Exercise objective: Please copy each line of the records below that holds the word "water".

--- Given records ---

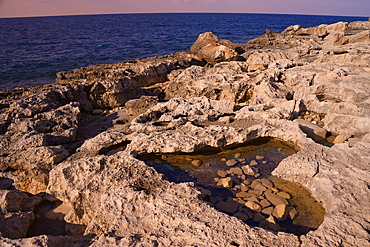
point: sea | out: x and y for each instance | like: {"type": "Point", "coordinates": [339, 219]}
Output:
{"type": "Point", "coordinates": [34, 49]}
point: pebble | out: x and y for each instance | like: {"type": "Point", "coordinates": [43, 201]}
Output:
{"type": "Point", "coordinates": [241, 216]}
{"type": "Point", "coordinates": [265, 203]}
{"type": "Point", "coordinates": [276, 200]}
{"type": "Point", "coordinates": [267, 183]}
{"type": "Point", "coordinates": [271, 224]}
{"type": "Point", "coordinates": [252, 198]}
{"type": "Point", "coordinates": [268, 210]}
{"type": "Point", "coordinates": [237, 155]}
{"type": "Point", "coordinates": [253, 163]}
{"type": "Point", "coordinates": [258, 217]}
{"type": "Point", "coordinates": [275, 190]}
{"type": "Point", "coordinates": [244, 187]}
{"type": "Point", "coordinates": [231, 162]}
{"type": "Point", "coordinates": [236, 171]}
{"type": "Point", "coordinates": [249, 170]}
{"type": "Point", "coordinates": [292, 213]}
{"type": "Point", "coordinates": [255, 183]}
{"type": "Point", "coordinates": [260, 157]}
{"type": "Point", "coordinates": [280, 212]}
{"type": "Point", "coordinates": [98, 111]}
{"type": "Point", "coordinates": [260, 187]}
{"type": "Point", "coordinates": [196, 162]}
{"type": "Point", "coordinates": [225, 182]}
{"type": "Point", "coordinates": [229, 207]}
{"type": "Point", "coordinates": [256, 192]}
{"type": "Point", "coordinates": [246, 182]}
{"type": "Point", "coordinates": [253, 206]}
{"type": "Point", "coordinates": [284, 194]}
{"type": "Point", "coordinates": [243, 194]}
{"type": "Point", "coordinates": [222, 173]}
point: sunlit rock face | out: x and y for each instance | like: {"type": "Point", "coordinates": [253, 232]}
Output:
{"type": "Point", "coordinates": [71, 154]}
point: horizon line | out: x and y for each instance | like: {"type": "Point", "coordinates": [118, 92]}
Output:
{"type": "Point", "coordinates": [175, 12]}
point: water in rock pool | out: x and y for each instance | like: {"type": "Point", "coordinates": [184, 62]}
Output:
{"type": "Point", "coordinates": [237, 180]}
{"type": "Point", "coordinates": [33, 49]}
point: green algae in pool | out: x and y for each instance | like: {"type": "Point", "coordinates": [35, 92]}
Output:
{"type": "Point", "coordinates": [240, 183]}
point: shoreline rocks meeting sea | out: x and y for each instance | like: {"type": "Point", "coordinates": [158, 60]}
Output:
{"type": "Point", "coordinates": [149, 152]}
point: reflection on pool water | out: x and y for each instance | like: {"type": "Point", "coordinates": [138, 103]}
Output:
{"type": "Point", "coordinates": [238, 181]}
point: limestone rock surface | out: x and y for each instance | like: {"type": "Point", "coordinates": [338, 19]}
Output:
{"type": "Point", "coordinates": [79, 141]}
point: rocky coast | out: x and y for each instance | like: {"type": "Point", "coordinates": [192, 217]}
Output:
{"type": "Point", "coordinates": [71, 172]}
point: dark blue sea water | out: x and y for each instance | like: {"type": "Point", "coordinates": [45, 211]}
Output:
{"type": "Point", "coordinates": [33, 49]}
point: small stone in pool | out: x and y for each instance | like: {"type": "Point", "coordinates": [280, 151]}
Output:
{"type": "Point", "coordinates": [231, 162]}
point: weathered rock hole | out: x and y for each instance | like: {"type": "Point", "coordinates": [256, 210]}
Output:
{"type": "Point", "coordinates": [237, 180]}
{"type": "Point", "coordinates": [49, 220]}
{"type": "Point", "coordinates": [114, 148]}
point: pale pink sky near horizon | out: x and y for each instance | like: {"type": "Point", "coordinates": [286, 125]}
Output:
{"type": "Point", "coordinates": [26, 8]}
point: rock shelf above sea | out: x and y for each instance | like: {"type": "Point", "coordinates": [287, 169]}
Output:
{"type": "Point", "coordinates": [61, 184]}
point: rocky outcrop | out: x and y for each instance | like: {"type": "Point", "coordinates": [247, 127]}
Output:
{"type": "Point", "coordinates": [78, 142]}
{"type": "Point", "coordinates": [210, 48]}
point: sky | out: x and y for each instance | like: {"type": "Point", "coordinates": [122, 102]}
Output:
{"type": "Point", "coordinates": [26, 8]}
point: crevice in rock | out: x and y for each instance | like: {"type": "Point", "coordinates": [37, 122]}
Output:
{"type": "Point", "coordinates": [49, 220]}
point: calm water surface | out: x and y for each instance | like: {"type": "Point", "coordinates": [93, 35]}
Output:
{"type": "Point", "coordinates": [32, 50]}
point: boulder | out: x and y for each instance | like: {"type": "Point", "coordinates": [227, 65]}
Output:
{"type": "Point", "coordinates": [114, 93]}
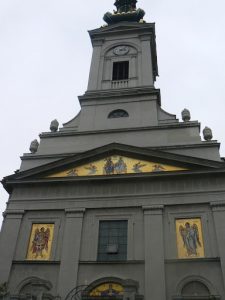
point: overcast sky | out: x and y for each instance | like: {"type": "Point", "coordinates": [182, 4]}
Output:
{"type": "Point", "coordinates": [45, 55]}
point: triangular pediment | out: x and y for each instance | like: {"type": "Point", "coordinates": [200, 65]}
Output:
{"type": "Point", "coordinates": [114, 165]}
{"type": "Point", "coordinates": [112, 160]}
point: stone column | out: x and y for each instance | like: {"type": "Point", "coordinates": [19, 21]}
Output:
{"type": "Point", "coordinates": [8, 240]}
{"type": "Point", "coordinates": [67, 279]}
{"type": "Point", "coordinates": [95, 64]}
{"type": "Point", "coordinates": [154, 253]}
{"type": "Point", "coordinates": [147, 69]}
{"type": "Point", "coordinates": [218, 210]}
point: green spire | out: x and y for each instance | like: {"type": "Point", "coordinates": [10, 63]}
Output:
{"type": "Point", "coordinates": [125, 5]}
{"type": "Point", "coordinates": [126, 11]}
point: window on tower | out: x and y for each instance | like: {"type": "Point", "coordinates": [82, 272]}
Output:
{"type": "Point", "coordinates": [120, 70]}
{"type": "Point", "coordinates": [118, 113]}
{"type": "Point", "coordinates": [112, 242]}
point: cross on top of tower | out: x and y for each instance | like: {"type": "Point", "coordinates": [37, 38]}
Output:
{"type": "Point", "coordinates": [126, 11]}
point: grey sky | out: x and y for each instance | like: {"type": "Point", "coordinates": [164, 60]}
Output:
{"type": "Point", "coordinates": [45, 55]}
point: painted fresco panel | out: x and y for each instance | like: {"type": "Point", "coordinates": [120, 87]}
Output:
{"type": "Point", "coordinates": [189, 238]}
{"type": "Point", "coordinates": [40, 243]}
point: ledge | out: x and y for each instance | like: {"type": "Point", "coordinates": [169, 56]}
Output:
{"type": "Point", "coordinates": [124, 262]}
{"type": "Point", "coordinates": [64, 132]}
{"type": "Point", "coordinates": [194, 260]}
{"type": "Point", "coordinates": [36, 262]}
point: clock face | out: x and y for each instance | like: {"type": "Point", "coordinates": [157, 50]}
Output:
{"type": "Point", "coordinates": [121, 50]}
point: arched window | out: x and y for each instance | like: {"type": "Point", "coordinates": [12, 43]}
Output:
{"type": "Point", "coordinates": [195, 288]}
{"type": "Point", "coordinates": [118, 113]}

---

Completed task:
point: water in rock pool | out: x and y for each instance | like: {"type": "Point", "coordinates": [184, 62]}
point: reflection on pool water | out: x and y for each instance | like: {"type": "Point", "coordinates": [138, 103]}
point: dark blue sea water | out: x and y for each instance | like: {"type": "Point", "coordinates": [45, 211]}
point: calm water surface | out: x and y for each instance | like: {"type": "Point", "coordinates": [93, 35]}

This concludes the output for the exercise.